"""

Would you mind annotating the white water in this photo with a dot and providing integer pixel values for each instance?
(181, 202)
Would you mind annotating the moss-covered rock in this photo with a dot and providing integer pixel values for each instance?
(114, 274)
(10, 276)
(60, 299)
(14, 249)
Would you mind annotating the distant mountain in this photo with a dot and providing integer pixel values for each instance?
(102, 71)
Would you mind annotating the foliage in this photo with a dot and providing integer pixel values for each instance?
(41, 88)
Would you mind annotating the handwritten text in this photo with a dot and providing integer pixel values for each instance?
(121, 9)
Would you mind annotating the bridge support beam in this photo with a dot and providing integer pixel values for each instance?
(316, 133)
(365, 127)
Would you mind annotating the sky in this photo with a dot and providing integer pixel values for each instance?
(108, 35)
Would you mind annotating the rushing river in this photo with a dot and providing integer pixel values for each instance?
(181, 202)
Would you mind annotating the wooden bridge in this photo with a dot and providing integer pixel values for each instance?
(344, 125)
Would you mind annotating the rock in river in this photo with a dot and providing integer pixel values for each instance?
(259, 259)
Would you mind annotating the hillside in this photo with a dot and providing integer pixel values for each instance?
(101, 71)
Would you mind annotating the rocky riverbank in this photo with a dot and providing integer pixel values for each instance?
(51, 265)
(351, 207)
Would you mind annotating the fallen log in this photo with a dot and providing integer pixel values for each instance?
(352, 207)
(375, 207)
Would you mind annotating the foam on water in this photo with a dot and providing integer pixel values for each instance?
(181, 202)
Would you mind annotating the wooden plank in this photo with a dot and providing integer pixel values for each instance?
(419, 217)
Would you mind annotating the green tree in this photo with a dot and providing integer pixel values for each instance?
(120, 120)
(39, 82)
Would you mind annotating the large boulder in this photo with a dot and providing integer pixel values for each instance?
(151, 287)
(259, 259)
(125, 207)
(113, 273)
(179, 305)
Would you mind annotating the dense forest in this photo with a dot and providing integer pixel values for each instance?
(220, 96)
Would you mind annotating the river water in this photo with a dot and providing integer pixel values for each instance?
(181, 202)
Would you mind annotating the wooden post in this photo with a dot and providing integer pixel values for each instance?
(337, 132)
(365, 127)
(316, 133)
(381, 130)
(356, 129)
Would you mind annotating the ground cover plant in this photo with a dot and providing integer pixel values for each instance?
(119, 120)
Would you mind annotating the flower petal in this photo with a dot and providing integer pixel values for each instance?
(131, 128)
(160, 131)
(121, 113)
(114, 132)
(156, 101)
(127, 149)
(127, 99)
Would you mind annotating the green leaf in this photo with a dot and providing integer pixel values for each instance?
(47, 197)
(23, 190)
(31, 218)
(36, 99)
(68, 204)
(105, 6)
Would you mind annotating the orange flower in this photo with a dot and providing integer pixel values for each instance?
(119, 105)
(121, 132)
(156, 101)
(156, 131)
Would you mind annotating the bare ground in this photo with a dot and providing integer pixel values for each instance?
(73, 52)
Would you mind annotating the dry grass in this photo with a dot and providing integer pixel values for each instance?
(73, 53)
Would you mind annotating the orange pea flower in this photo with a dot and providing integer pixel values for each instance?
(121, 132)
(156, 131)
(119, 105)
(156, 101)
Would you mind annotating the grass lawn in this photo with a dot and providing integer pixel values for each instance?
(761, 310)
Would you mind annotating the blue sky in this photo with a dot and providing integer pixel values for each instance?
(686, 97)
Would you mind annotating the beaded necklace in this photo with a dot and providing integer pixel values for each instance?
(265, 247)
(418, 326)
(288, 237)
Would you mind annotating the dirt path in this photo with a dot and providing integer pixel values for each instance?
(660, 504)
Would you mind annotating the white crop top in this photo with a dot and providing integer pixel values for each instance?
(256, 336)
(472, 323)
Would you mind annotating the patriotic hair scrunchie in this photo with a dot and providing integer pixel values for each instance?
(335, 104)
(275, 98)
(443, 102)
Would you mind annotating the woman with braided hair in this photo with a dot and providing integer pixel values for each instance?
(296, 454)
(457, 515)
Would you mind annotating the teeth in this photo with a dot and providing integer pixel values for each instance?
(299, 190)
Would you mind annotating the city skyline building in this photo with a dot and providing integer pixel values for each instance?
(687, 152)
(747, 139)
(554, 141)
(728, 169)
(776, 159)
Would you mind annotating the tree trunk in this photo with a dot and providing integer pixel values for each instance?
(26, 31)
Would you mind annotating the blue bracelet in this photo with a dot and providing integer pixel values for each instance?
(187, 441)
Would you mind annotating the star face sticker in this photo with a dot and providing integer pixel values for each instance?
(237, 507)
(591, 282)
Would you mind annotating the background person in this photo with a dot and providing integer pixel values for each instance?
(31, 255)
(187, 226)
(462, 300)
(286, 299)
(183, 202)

"""

=== Requirement ===
Provide an exact reproduction of all the entries shown above.

=== Result of the task ===
Would you mind annotating the white water in this photo with a dot and providing integer pixel values for each instance?
(181, 202)
Would you mind annotating the moss-covered rock in this photo with a dot and providing integer pixel values for each instance?
(114, 274)
(10, 276)
(60, 299)
(14, 249)
Would you mind annotating the distant mountain in this photo with a dot and providing integer pixel values for each instance?
(102, 71)
Would you mind annotating the foliage in this photo with a dot and providing integer pixel values for each instance?
(41, 88)
Would you mind annotating the handwritten text in this photo with a dot and providing integer pixel values for each instance?
(121, 9)
Would you mind annotating the bridge support beam in this photo with a dot and providing integer pixel values for each instance?
(316, 133)
(365, 127)
Would you mind annotating the sky in this photo with a dot and providing integer pixel values for each instance?
(108, 35)
Would you mind annotating the rushing river in this photo with a dot and providing integer pixel values for each instance?
(181, 202)
Would you mind annotating the wooden bridge in this photo with a dot and providing integer pixel values for each instance?
(344, 125)
Would you mind annotating the rock in river in this photo with a dot and providing integer pixel values for each instance?
(259, 259)
Would you mind annotating the hillside in this photo with a dot and providing integer pixel values for each instance?
(101, 71)
Would you mind annotating the rocky riverbank in this photo with a dot and providing integer pixel values for each instance?
(51, 265)
(351, 207)
Would you mind annotating the fallen log in this photo with a dot and providing integer pixel values for each instance?
(352, 207)
(375, 207)
Would you mind annotating the foam on water in this photo with a dot and providing integer pixel values for each instance?
(181, 202)
Would you mind annotating the wooden plank in this photo with a dot and providing integer pixel values for each instance?
(419, 217)
Would you mind annotating the green tree in this photo with a dot and providing integer pixel values for each instance?
(120, 120)
(39, 82)
Would you mind annotating the large boulder in this photo with a dot and providing integer pixel values for each instance?
(151, 287)
(259, 259)
(125, 207)
(113, 273)
(179, 305)
Would you mind annotating the dense forest in this photo with a dot and providing integer pixel values for each instance?
(220, 96)
Would you mind annotating the river water in this photo with a dot and providing integer pixel values for each instance?
(181, 202)
Would you mind annotating the wooden post in this photo with a dot and providing integer pixel values for each instance?
(337, 132)
(365, 127)
(316, 133)
(381, 130)
(356, 129)
Would you mind annotating the ground cover plant in this photo with a dot and providing integer pixel values for each instance?
(119, 120)
Would you mind annotating the flower petal in this photo with a dot and providing integer pixel values for each instance?
(131, 128)
(160, 131)
(121, 113)
(114, 132)
(156, 101)
(127, 149)
(127, 99)
Would you mind annotating the green leaf in this photo with a dot and providing integer pixel values for each instance?
(47, 197)
(23, 190)
(31, 218)
(36, 99)
(68, 204)
(105, 6)
Would you mind annotating the orange flower in this photo with a dot and providing integer pixel values for each instance?
(119, 105)
(121, 132)
(156, 101)
(156, 131)
Would you mind annotating the bare ground in this photo with a dot and providing integer pixel values for each instance?
(73, 52)
Would you mind annotating the dry grass in this photo with a dot and providing integer pixel values for each instance?
(73, 53)
Would you mind annotating the orange pea flower in this photo with a dot and providing integer pixel values for each instance?
(121, 132)
(156, 131)
(119, 105)
(156, 101)
Would you mind annotating the grass lawn in this photo with a dot and providing integer pixel values for each instance?
(761, 310)
Would you mind annotating the blue sky in this photo with a dot and providing integer pixel values for each instance?
(686, 97)
Would you mind annotating the beaded necklace in this photo with a dot and providing integer pixel values for each instance?
(265, 247)
(418, 326)
(288, 237)
Would you mind annotating the dirt path in this photo with a dot and providing integer pixel values for each instance?
(660, 504)
Would you mind annotating the white crop top in this photo with a dot and providing integer pixel values for each instance?
(256, 336)
(472, 323)
Would you mind annotating the patriotic hair scrunchie in this photo with a dot and providing integer pixel values for each instance?
(335, 104)
(275, 98)
(443, 102)
Would you mind annotating the woman with braided hair in this photo with a dot and providing integer pixel values for each instance?
(296, 454)
(457, 515)
Would you mind annotating the teeth in this photo with a dot and providing integer pixel values for each instance?
(299, 190)
Would you mind annotating the city skyline building in this photo with a dot and providing integer pixel values for each instance?
(687, 152)
(747, 139)
(554, 141)
(728, 169)
(776, 159)
Would you mind annotating the tree trunk in this photo with a dot and providing integer pixel values for each instance?
(26, 31)
Would you mind annotating the blue bracelet in this photo with a dot and providing integer pixel values for each instance?
(187, 441)
Would you mind annotating the star face sticker in this photo with a dot and providing integer pixel values for each instance?
(237, 507)
(591, 282)
Would you mind annotating the background person in this photo with a dot and providing integer pixel values for each instance?
(31, 255)
(187, 226)
(462, 300)
(286, 299)
(183, 202)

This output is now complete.